<<<<

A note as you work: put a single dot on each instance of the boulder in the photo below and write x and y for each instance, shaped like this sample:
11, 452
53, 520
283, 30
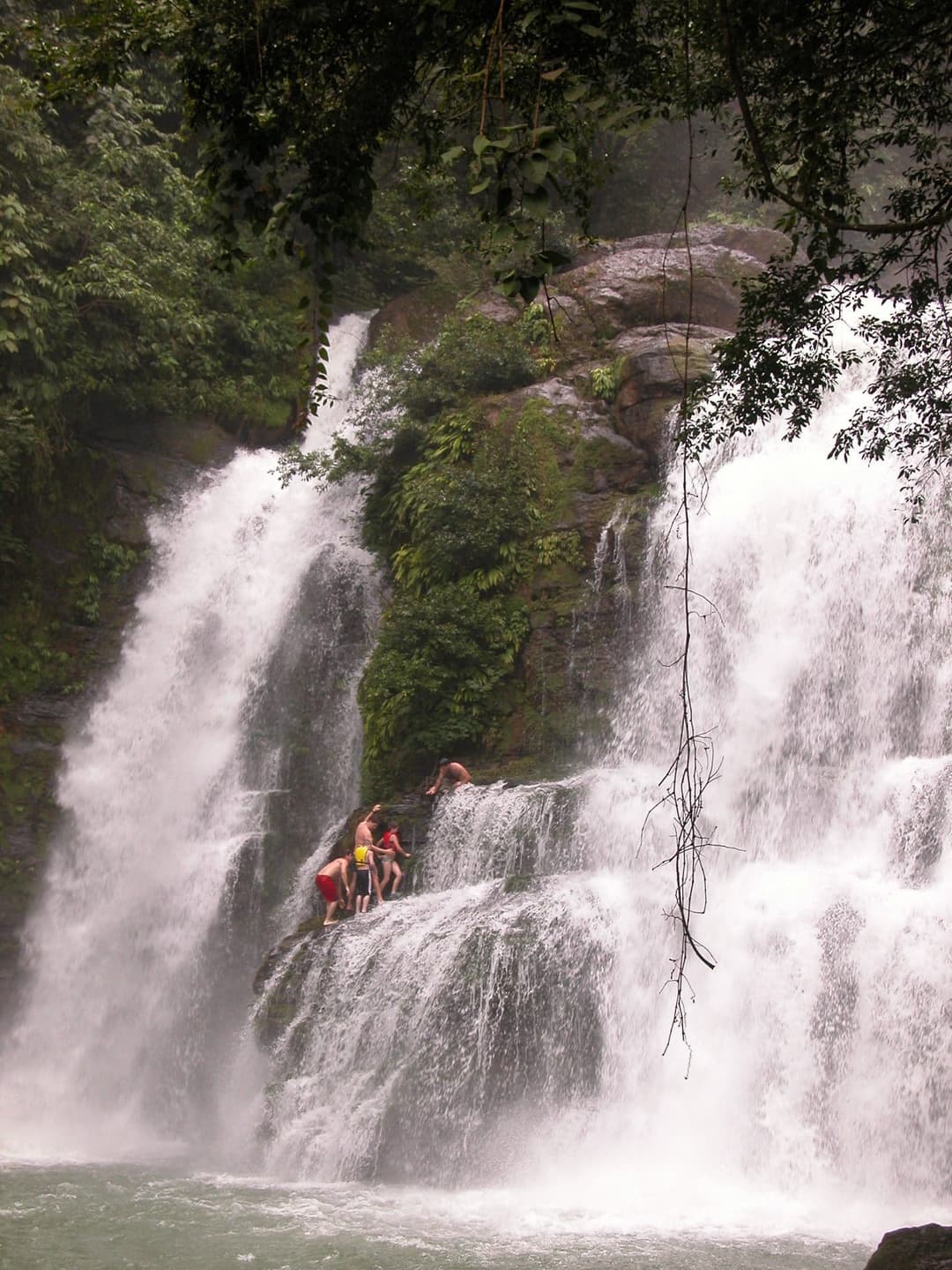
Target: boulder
914, 1247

>>>>

* _Exercise instructions_
Write out every line of the rows above as a JSON list of strings, one string per line, with blank lines skipped and the pictures left out.

* _Task solution_
[
  "A note as you work: put a single dot on each instance of the boulder in the photo below and write x and y for each instance, shaped like this sample:",
  "11, 452",
  "53, 520",
  "283, 30",
  "Target: boulder",
  "914, 1247"
]